Adoption

  • 24 December 2021
  • 1 reply
  • 185 views

Userlevel 2

First, a disclaimer. I am not a lawyer, so all I found and write here is at best an educated guess. And I recognize that the fight against the laws, rules and regulations that keep people stateless is the first priority. Some might refuse to even consider any shortcuts to freedom like marriage or adoption, because it is degrading to subordinate such deeply personal matters to the circumvention of laws and regulations, no matter how bad these are. In the view of this and the many difficulties and problems with adoption, I can only guess that for many stateless people adoption is not an acceptable way to go.

On the other hand there may be a few situations where marriage or adoption are appropriate for one reason or another. In such a case it is useful to know the rules and to know what to expect. Marriage is an obvious case. I have not found a legal rule that marriage, or adoption, always conveys statehood, but I’m as good as certain that it does.

I will write about some of the basics that I have found for adoption. I am writing this mostly for Germany, because I know almost nothing about the rules in other countries. So the least I can do is provide a starting point and indicate which questions need to be asked.

When one hears “adoption”, the immediate association is a childless couple, adopting a young child for the mutual benefit of creating a normal family. However, the official rules are much wider.

  • An adopting parent does not have to be childless. A child can be adopted into an existing family with children.
  • An adopting parent does not have to be married. A single person can adopt a child.
  • A person to be adopted (adoptee) does not have to be a child. At least in Germany adults can be adopted. There is no strict age limit.

REQUIRED WORK:
**A.** In the adoption post, for which country does the writer mainly describe the rules?
**B.** Transcribe the adoption post from "When one hears" to "family with children.".

SUPPLIED ENTRIES:
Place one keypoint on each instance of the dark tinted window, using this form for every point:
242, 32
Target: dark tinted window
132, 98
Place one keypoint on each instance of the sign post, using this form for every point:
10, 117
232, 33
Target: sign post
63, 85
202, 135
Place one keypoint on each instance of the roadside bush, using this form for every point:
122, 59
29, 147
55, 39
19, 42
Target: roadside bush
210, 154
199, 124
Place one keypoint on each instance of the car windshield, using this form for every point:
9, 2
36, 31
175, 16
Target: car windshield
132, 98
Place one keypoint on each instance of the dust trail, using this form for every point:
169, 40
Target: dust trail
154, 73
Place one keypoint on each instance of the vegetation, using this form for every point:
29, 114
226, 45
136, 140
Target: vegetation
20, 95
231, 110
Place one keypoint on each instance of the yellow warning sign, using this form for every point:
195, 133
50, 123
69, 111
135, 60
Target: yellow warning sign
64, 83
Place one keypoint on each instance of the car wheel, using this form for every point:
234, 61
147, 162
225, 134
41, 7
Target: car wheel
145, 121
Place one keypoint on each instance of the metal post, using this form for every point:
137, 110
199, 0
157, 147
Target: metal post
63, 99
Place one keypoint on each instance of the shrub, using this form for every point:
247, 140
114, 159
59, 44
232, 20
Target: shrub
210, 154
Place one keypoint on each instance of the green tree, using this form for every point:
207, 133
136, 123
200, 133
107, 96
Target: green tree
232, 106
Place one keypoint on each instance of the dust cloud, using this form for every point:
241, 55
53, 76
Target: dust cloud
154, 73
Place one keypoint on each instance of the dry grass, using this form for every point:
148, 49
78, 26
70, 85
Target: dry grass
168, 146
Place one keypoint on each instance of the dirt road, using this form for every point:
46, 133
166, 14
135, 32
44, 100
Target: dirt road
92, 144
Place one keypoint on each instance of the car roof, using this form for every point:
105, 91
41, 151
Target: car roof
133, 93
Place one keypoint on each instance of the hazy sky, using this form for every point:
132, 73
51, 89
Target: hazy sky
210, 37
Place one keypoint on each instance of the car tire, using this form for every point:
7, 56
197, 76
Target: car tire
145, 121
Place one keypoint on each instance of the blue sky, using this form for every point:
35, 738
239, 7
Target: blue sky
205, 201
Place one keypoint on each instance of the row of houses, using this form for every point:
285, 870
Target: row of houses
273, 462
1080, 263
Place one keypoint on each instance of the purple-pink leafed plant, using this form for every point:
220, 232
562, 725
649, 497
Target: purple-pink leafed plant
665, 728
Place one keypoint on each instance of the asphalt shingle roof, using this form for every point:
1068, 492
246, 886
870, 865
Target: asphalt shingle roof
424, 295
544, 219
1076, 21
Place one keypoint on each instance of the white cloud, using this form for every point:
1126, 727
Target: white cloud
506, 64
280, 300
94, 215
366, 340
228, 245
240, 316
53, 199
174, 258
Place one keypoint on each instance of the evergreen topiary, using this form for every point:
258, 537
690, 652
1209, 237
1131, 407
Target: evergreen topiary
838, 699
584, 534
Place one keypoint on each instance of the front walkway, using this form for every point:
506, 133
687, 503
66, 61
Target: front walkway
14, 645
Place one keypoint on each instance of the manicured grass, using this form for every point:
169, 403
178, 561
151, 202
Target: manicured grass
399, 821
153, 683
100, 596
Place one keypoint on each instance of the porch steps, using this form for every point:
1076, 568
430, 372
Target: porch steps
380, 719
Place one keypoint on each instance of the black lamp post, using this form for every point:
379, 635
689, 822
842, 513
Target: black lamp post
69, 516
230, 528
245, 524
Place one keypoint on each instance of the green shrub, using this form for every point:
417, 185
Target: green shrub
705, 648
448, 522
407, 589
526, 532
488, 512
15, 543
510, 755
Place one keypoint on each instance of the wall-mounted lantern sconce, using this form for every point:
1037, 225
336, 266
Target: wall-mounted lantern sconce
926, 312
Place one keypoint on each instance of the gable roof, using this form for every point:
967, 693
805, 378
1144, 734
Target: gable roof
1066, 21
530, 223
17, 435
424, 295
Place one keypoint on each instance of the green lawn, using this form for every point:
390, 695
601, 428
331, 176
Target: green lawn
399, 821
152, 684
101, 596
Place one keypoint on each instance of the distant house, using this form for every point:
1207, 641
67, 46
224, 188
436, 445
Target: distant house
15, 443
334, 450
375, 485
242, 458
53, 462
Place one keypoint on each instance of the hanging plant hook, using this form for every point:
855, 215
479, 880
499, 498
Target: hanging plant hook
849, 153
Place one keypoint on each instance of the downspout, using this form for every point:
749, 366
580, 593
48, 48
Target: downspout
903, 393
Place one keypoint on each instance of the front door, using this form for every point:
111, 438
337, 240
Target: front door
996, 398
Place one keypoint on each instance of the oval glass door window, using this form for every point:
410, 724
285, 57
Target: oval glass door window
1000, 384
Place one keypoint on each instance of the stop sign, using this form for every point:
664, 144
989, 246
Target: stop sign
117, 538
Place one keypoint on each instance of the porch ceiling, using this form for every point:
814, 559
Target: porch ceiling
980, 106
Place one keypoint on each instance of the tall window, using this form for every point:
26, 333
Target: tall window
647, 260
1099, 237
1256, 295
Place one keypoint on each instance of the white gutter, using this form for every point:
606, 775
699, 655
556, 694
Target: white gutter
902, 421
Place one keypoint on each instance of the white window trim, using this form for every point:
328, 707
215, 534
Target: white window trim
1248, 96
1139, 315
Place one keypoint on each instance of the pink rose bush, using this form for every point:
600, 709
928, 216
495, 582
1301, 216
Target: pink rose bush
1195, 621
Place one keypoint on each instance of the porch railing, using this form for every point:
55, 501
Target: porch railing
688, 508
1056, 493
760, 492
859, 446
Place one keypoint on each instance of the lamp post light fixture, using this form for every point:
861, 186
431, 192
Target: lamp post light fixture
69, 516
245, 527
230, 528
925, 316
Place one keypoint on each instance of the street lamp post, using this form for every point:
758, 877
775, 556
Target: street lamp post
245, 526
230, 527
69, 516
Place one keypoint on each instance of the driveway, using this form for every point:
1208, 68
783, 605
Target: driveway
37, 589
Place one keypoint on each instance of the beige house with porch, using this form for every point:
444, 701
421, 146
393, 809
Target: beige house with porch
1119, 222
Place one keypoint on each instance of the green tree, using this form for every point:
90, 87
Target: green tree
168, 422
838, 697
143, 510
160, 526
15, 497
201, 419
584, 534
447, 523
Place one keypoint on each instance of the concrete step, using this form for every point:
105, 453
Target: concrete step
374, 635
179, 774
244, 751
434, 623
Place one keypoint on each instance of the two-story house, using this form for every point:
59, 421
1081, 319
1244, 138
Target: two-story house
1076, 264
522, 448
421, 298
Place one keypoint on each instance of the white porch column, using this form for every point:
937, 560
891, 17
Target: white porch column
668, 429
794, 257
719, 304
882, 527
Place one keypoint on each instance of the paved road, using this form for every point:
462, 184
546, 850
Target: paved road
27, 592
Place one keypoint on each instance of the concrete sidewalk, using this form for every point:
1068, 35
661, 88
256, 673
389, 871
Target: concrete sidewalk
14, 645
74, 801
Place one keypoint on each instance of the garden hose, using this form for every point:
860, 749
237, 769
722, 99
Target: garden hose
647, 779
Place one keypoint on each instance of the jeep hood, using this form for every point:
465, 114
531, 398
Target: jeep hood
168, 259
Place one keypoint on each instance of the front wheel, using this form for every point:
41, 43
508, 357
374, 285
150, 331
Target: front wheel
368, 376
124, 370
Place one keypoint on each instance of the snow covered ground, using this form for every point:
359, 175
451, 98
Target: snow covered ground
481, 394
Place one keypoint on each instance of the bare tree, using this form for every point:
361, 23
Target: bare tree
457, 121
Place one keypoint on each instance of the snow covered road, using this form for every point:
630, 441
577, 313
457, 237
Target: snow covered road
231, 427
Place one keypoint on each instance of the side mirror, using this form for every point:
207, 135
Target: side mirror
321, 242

ANSWER LIST:
**A.** Germany.

**B.**
When one hears “adoption”, the immediate association is a childless couple, adopting a young child for the mutual benefit of creating a normal family. However, the official rules are much wider.

  • An adopting parent does not have to be childless. A child can be adopted into an existing family with children.